→ Aim A:
Summarize the passage on Directive (EU) 2019/1152 in two sentences.
→ Aim B:
Answer these questions on the passage on Directive (EU) 2019/1152:
(i) Within what timeframe must the full remuneration details be provided?
(ii) For workers with entirely or mostly unpredictable work patterns, what pay information does the directive also require?
(iii) On whom does the directive place significant obligations to ensure effective enforcement and monitoring?
→ Aim C:
Extend the passage on Directive (EU) 2019/1152 by writing the part that would come next.

→ Document:
This requirement for detailed remuneration information must be included in the employment contract itself or in a separate written document provided to the employee within the stipulated timeframe (seven days for basic elements, one month for full details). The objective is to ensure that each worker has a complete and transparent understanding of their individual compensation package from the outset of their employment, eliminating ambiguity and potential disputes. While this directive does not compel employers to publish salary ranges for job postings or conduct gender pay gap audits—which are more specifically addressed by other EU legislation like Directive (EU) 2023/970 on pay transparency—it lays a foundational layer of individual pay transparency. By requiring a clear breakdown of all remuneration components, it enables workers to better understand their earnings and potentially identify discrepancies, thereby indirectly supporting principles of fair and equal pay.
For workers whose work patterns are entirely or mostly unpredictable, the directive also requires information on the remuneration for work performed, including any guaranteed minimum pay. This ensures that even in flexible work arrangements, such as on-demand or intermittent work, workers have clarity regarding their earnings. The Luxembourgish implementing law reinforces these obligations, making it imperative for employers to update their contractual documentation and internal payroll communication processes to reflect these expanded information requirements concerning remuneration. Failure to provide this detailed information can lead to significant penalties, underscoring the importance of compliance with these transparency provisions. The emphasis remains on individual transparency, empowering workers with knowledge about their own pay structure, which is a critical step towards fostering a more equitable and informed labor market.
Reporting & Audit Obligations
Directive (EU) 2019/1152 does not impose direct reporting or audit obligations on employers in the sense of requiring them to submit regular reports on pay gaps or conduct mandatory pay equity audits to governmental bodies. Its focus is primarily on enhancing transparency and predictability of individual working conditions through direct information provision to workers. However, the directive does place significant obligations on Member States to ensure effective enforcement and monitoring of its provisions. This includes establishing mechanisms for workers to seek redress if their rights are violated and ensuring that national authorities can effectively oversee compliance, which indirectly involves a form of oversight and potential "audit" by enforcement bodies.

→ Dataset content:
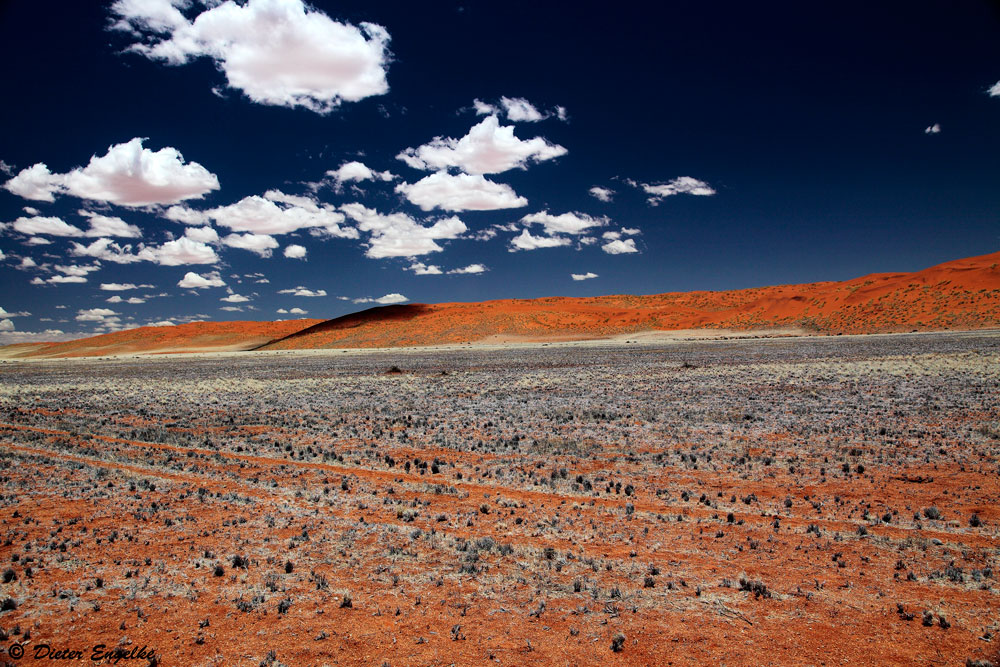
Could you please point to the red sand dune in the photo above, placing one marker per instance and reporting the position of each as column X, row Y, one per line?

→ Output A:
The directive requires employers to give each worker a clear written breakdown of their remuneration, including guaranteed minimum pay for workers with unpredictable work patterns, and Luxembourg's implementing law reinforces these duties, with significant penalties for failure to comply. It does not impose pay gap reporting or audit obligations on employers, but it does require Member States to ensure effective enforcement, including ways for workers to seek redress and oversight by national authorities.

→ Output B:
(i) Within one month.
(ii) Information on the remuneration for work performed, including any guaranteed minimum pay.
(iii) On Member States.

→ Output C:
In Luxembourg, the transposition of the directive means that while employers are not required to conduct proactive pay equity audits or submit pay gap reports under this specific law, they are subject to inspections and oversight by the Inspection du Travail et des Mines (ITM). The ITM is the primary body responsible for ensuring adherence to labor laws, including the provisions derived from this directive. Employers must be able to demonstrate that they have provided all the mandatory information to their employees as required by the amended Labour Code. This includes maintaining updated employment contracts, providing written statements of working conditions, and, upon request from an employee, furnishing a document conforming to the new provisions within a specified timeframe (e.g., two months for existing contracts). The ITM's inspections can involve reviewing these documents and interviewing employees to verify compliance.
Furthermore, the directive encourages Member States to collect data on the application of the directive to monitor its effectiveness. While this is not a direct employer reporting obligation, it implies that national authorities like the ITM may gather information during their inspections, through complaint statistics, or via other means to assess the overall implementation and impact of the new rules on working conditions. This data collection can inform future policy decisions and evaluations by both national governments and the European Commission. The emphasis is on ensuring that the rights granted to workers are effectively realized and that employers are held accountable for their information obligations, rather than on a system of proactive, regular reporting on pay metrics to external bodies, which is a distinction from other EU pay transparency legislation.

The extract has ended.